Work order | Each of the following records is to be printed verbatim.

Data records: Begin

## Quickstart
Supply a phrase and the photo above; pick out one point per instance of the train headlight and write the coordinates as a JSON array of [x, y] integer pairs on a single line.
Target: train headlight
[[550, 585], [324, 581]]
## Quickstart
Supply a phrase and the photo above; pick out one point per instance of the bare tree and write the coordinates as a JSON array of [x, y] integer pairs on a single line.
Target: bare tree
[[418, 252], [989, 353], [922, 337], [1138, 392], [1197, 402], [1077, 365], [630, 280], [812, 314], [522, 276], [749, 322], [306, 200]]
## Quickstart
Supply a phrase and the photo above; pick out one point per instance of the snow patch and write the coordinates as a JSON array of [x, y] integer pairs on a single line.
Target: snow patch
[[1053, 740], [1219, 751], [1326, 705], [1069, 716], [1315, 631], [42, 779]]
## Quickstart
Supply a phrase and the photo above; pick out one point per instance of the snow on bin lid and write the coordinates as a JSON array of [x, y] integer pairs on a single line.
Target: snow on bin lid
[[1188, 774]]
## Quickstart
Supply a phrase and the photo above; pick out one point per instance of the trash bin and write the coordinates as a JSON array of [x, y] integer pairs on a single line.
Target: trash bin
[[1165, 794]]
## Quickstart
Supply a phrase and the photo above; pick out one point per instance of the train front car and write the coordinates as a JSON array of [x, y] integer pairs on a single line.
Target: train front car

Data records: End

Exercise response |
## Quickstart
Supply a phrase and the photo above; pick out one point per instance of the train headlight and write the coordinates as a JSON array of [x, y] integer pairs on a single line.
Target: train headlight
[[550, 585], [324, 581]]
## Quickstart
Supply a phrase and the photo above; pick out one point per instance of the bare tree and write the coordinates as a JSON array of [x, y] integer pairs on a single line.
Target: bare tree
[[418, 252], [989, 353], [922, 337], [1138, 392], [1197, 402], [1077, 365], [630, 280], [812, 314], [522, 276], [749, 322], [306, 200]]
## Quickstart
Supply a phrase and the photo above; pick out one point per instance of the snow patch and write the coordinates as a JSON array of [x, y] integer pairs on a single line.
Target: snow patch
[[1053, 740], [1219, 751], [1326, 705], [1069, 716], [1315, 631], [42, 779]]
## Quickstart
Supply a phrase and the photo above; pick out one point per instance of the snow on bin lid and write the coordinates as a JSON array of [x, y] integer pairs on a single line.
Target: snow on bin lid
[[1188, 774]]
## Quickstart
Supply a phrase and the photo above; pick out one point per instance of the trash bin and write the coordinates as a JSON array of [x, y] integer pairs on a single line.
Target: trash bin
[[1165, 794]]
## Quickstart
Supply a phrase and the photo above; pick out one point per instance of the train front car and write the coordinates as a JSON array of [x, y] integer pairs on a single line.
Target: train front car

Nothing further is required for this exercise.